I was trying not to think about the fact that I would be running twice the distance I’ve ever run in the morning. But everyone in the pool, at the hot tub, or just hanging out were runners and seemed pretty chatty. All I wanted to do was get to bed.
But this wasn’t just my race, it was also a family trip. Next time we’ll simplify the trip. We finally managed to get the kids back to the hotel room and I realized that I still had not set out my gear. Not a good way to spend the evening, stressed out that I hadn’t worked out my own plan. I knew Ricki and Marshall had the other side taken care of. They are both detail people. Ricki knows how to take control and Marshall is a Marine. Enough said. I wasn’t worried the pacing/crewing. They would be there. I knew it just like I knew the sun would come up in the morning.

Stored data:
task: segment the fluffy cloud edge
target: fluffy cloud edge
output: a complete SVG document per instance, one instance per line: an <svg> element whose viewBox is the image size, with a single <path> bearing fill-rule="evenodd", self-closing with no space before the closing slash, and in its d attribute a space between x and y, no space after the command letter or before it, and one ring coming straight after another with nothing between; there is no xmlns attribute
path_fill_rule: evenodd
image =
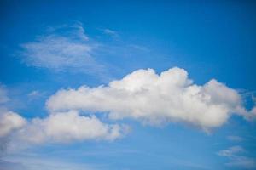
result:
<svg viewBox="0 0 256 170"><path fill-rule="evenodd" d="M137 70L108 86L61 89L46 107L50 111L107 112L111 119L131 118L151 125L181 122L205 130L223 125L234 113L253 116L255 110L247 111L235 89L215 79L195 84L178 67L159 75L153 69Z"/></svg>

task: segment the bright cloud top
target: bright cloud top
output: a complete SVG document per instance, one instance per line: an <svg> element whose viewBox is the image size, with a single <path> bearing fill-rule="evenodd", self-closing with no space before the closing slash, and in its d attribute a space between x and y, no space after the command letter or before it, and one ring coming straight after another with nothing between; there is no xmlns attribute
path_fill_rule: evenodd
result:
<svg viewBox="0 0 256 170"><path fill-rule="evenodd" d="M108 112L112 119L132 118L152 125L181 122L210 128L224 124L231 113L245 114L239 94L212 79L200 86L177 67L156 74L137 70L108 86L61 89L47 101L51 111Z"/></svg>
<svg viewBox="0 0 256 170"><path fill-rule="evenodd" d="M113 140L120 138L125 127L108 125L96 116L79 116L78 111L58 112L45 119L36 118L22 128L19 138L33 144L67 143L90 139Z"/></svg>
<svg viewBox="0 0 256 170"><path fill-rule="evenodd" d="M3 88L0 90L3 92ZM7 89L0 99L9 99ZM129 127L102 122L95 116L80 116L77 110L51 112L44 118L26 120L5 107L7 99L0 103L0 148L6 139L15 146L20 144L68 143L84 140L112 141L123 137ZM19 144L17 144L19 143ZM22 144L21 144L22 145Z"/></svg>
<svg viewBox="0 0 256 170"><path fill-rule="evenodd" d="M0 114L0 138L22 128L26 120L17 113L7 111Z"/></svg>

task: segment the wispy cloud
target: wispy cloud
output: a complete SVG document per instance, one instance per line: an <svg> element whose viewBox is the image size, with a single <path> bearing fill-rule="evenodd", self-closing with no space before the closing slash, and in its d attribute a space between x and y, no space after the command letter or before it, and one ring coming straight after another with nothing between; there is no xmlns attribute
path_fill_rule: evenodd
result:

Exercise requirements:
A: Put this sentence from the race-eve account into Spanish: "All I wanted to do was get to bed."
B: Carry the race-eve account forward, picking up right after its final sentence.

Response list:
A: Lo único que quería era irme a la cama.

B:
So I set out my gear. Sleeveless, teeshirt, long sleeve, light jacket, heavy jacket, shorts, compression shorts, tights, gloves, hats, body glide, socks, gels, electrolyte tablets, iPod, shoes, poles, water bottles ….. it takes a lot to spend the day, night, and morning running through all sorts of conditions. I wanted to be prepared. I got hit with an unexpected storm once in a 50 miler and ended up hypothermic and pulled from the course by an EMT. That wouldn’t happen again. I wasn’t planning on carrying all of it of course, just have it with my crew. So I packed the things I would wear in the morning, then the rest went into my crew bag. Ricki and Marshall would have it with them whenever they saw me so I could change as necessary.
It was after 11PM when I finally got to put my war paint on. I made a Feed Your Crazy stencil to paint on my arm. Ricki and I managed to successfully get it painted onto both of our arms and laughed about how funny it would be to wake up in the morning and have the tattoo on our face instead of our arm. You know, that crazy dream where you fall asleep on something made with ink only to wake up with it printed on your face? I was tired, and didn’t think it was all that funny. I was really starting to think about the 100 miles. 100 miles. Ugh. I set two alarms, forced Ricki to do the same and went to bed. With four alarms set I would not miss the start.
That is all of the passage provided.